Images for object localization:
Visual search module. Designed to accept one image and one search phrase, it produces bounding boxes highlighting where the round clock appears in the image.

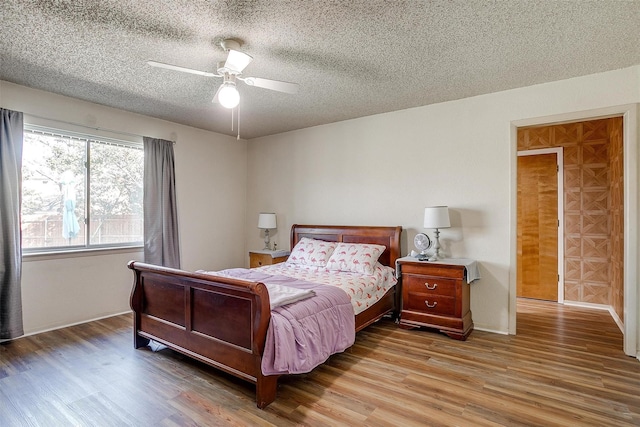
[414,232,432,254]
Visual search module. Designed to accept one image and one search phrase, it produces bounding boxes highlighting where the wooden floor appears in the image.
[1,299,639,426]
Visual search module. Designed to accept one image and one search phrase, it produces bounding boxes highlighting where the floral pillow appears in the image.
[326,242,386,275]
[286,237,337,267]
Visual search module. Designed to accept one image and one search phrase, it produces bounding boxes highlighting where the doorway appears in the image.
[513,114,632,354]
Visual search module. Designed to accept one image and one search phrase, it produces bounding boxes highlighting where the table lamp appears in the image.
[258,213,277,250]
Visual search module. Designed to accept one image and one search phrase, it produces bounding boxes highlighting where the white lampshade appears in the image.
[424,206,450,229]
[218,82,240,109]
[258,213,277,229]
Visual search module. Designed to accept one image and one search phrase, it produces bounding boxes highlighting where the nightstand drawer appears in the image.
[250,253,271,268]
[249,251,289,268]
[405,292,456,316]
[403,274,457,297]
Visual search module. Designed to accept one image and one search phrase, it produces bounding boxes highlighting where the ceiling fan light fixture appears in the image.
[217,82,240,109]
[225,49,253,73]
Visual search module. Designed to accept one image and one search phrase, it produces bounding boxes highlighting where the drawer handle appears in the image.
[258,261,263,266]
[424,282,437,290]
[425,301,437,308]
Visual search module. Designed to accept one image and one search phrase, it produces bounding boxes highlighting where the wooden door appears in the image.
[517,153,559,301]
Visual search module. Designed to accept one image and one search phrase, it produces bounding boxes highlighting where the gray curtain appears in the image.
[0,108,24,339]
[143,137,181,268]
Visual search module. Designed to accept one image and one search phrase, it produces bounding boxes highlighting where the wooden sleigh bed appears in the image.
[128,224,402,408]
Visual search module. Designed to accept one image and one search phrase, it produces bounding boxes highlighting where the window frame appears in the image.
[22,124,144,255]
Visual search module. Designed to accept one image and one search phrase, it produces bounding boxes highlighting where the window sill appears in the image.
[22,245,143,262]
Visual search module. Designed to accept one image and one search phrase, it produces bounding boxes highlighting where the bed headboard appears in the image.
[290,224,402,267]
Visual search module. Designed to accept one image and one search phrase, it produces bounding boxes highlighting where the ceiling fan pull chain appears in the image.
[237,102,241,140]
[231,107,234,132]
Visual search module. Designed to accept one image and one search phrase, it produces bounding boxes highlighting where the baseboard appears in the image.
[607,308,625,334]
[473,326,509,335]
[4,310,133,342]
[563,301,624,333]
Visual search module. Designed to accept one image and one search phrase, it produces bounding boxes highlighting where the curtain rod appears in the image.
[24,113,176,144]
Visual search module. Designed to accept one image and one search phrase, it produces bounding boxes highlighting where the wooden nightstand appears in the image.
[249,250,290,268]
[397,258,478,340]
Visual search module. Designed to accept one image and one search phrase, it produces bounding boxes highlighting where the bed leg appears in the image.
[256,375,278,409]
[134,332,150,349]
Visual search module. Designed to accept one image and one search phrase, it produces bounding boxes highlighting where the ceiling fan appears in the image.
[147,39,299,109]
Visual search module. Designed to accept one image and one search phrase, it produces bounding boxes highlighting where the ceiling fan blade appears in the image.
[147,61,217,77]
[224,49,253,73]
[242,77,299,94]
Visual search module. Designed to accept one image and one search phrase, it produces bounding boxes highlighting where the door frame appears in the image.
[510,104,638,358]
[517,147,564,303]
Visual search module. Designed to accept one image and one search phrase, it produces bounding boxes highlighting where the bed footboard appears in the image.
[128,261,277,408]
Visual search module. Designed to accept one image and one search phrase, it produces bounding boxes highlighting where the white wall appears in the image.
[1,81,248,335]
[246,66,640,340]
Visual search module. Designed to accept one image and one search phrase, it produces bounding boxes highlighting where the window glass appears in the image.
[22,126,143,252]
[89,141,144,245]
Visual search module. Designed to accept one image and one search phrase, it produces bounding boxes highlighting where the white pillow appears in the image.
[326,242,386,275]
[286,237,337,267]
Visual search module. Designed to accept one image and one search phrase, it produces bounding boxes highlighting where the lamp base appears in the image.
[428,228,443,261]
[263,229,271,250]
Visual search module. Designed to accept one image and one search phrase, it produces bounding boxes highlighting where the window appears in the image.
[21,125,144,252]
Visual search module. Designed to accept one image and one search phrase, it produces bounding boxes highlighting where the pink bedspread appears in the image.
[212,268,355,376]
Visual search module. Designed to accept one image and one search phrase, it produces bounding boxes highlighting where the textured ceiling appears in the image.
[1,1,640,139]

Aim of the exercise: Reproduce the data above word for word, but leave the images out.

Task solution:
Visual search module. Designed to accept one image and one search phrase, it produces bounding boxes highlighting where the round clock appears in the image.

[414,232,432,254]
Visual search module. Designed to accept one image and one search phrase, it produces bounding boxes highlighting where the wooden floor appears in the image.
[1,299,639,426]
Visual search module. Designed to accept one image and one search phrase, it produces bounding boxes highlighting where the floral pillow appears in the image.
[326,242,386,275]
[286,237,337,267]
Visual search module. Designed to accept one image and one search phrase, it produces bounding boxes highlighting where the doorway appears in the image.
[513,114,632,354]
Visual search module. Designed to accept one image and one search phrase, it produces bounding boxes highlighting where the table lamp appears in the image.
[258,213,277,250]
Visual search module. Designed to accept one image and one search phrase, it produces bounding boxes highlighting where the white lampshade appears in the image.
[424,206,450,229]
[218,82,240,109]
[258,213,277,229]
Visual search module. Designed to accept one image and one search phrase, it produces bounding boxes highlighting where the nightstand drawer appears in the image.
[250,253,271,268]
[249,251,289,268]
[405,292,456,316]
[403,274,457,297]
Visual search module. Designed to accept one image and one search phrase, it produces bounding boxes highlighting where the ceiling fan light fixture appears in the image.
[217,82,240,109]
[225,49,253,73]
Visual search module. Designed to accept one image and one search phrase, it produces bounding boxes highlighting where the drawer handle appears in the image.
[258,261,263,266]
[424,282,437,290]
[425,301,437,308]
Visual search module. Designed to accept one image and one search phrase, it produces bounding boxes highlighting where the wooden door appears in the image.
[517,153,559,301]
Visual search module. Designed to accept one image and one search phrase, it produces bounding boxes highlighting where the gray curtain appears in the image.
[0,108,24,339]
[143,137,181,268]
Visual search module. Designed to accept one image and one search phrase, it produces bounding boxes highlighting where the wooden sleigh bed appears in the image.
[128,224,402,408]
Visual search module. Designed to accept one image and one search phrase, it produces bounding boxes highlighting where the window frame appears in the image.
[22,124,144,255]
Visual search module. Designed to accept one image and one search phrase, it produces bounding boxes highlighting where the window sill appears in the image.
[22,245,143,262]
Visual search module. Designed to accept one image and one search phrase, it produces bounding boxes highlighting where the bed headboard appears in the image.
[290,224,402,267]
Visual search module. Designed to accept one image and one search phrase, it produces bounding boxes highlighting where the ceiling fan pull chain appears in the image.
[237,102,241,140]
[231,107,234,132]
Visual search module. Designed to accept one image and one search phrase, it produces bounding boxes highlighting where the baseboard appears in the image.
[607,308,625,334]
[473,326,509,335]
[4,310,133,342]
[563,301,624,333]
Visual search module. Designed to accept one image and one search phrase, it produces bounding boxes highlighting where the curtain rod appears in the image.
[24,113,176,144]
Visual search module. Designed to accept one image and one search phrase, it produces bounding boxes highlighting where the wooden nightstand appears in the image.
[249,250,290,268]
[397,258,478,340]
Visual search module. Designed to accept one image and one search phrase, it produces bounding boxes highlighting where the bed leg appears in the image.
[256,375,278,409]
[134,332,150,349]
Visual search module. Designed to accept one image and one search phrase, it produces bounding boxes highlighting where the ceiling fan appears in the image.
[147,39,299,109]
Visual search module. Designed to accept one image and one search phrase, it produces bounding boxes highlighting where the ceiling fan blade appears in the image.
[147,61,217,77]
[224,49,253,73]
[242,77,299,94]
Visual search module. Designed to accept one image and one search phrase, it produces bounding boxes highlighting where the door frame appears in the image.
[510,104,638,358]
[517,147,564,303]
Visual search module. Designed to accept one image and one search phrase, it produces bounding boxes highlighting where the bed footboard appears in the image.
[128,261,277,408]
Visual search module. Designed to accept one image and one search phrase, it produces bounding boxes highlighting where the white wall appears in the image.
[1,81,248,335]
[246,66,640,340]
Visual search module. Designed to accept one image and one search phrase, it produces bounding boxes highlighting where the window glass appears in the image.
[22,126,143,252]
[89,141,144,245]
Visual search module. Designed to accept one image and one search phrase, it produces bounding boxes highlighting where the white pillow appears in the image.
[326,242,386,275]
[286,237,337,267]
Visual search module. Designed to accept one image and one search phrase, it produces bounding boxes highlighting where the lamp base appears in the image.
[428,228,443,261]
[263,229,271,250]
Visual search module. Designed to accept one image and one search phrase, it produces bounding boxes highlighting where the window appears in the image.
[21,125,144,252]
Visual search module. Designed to accept one image and one search phrase, it produces bounding boxes highlighting where the pink bedspread appears in the image.
[212,268,355,376]
Visual search module. Designed to accept one image and one search phrase, it produces bounding boxes highlighting where the textured ceiling appears in the image.
[1,1,640,139]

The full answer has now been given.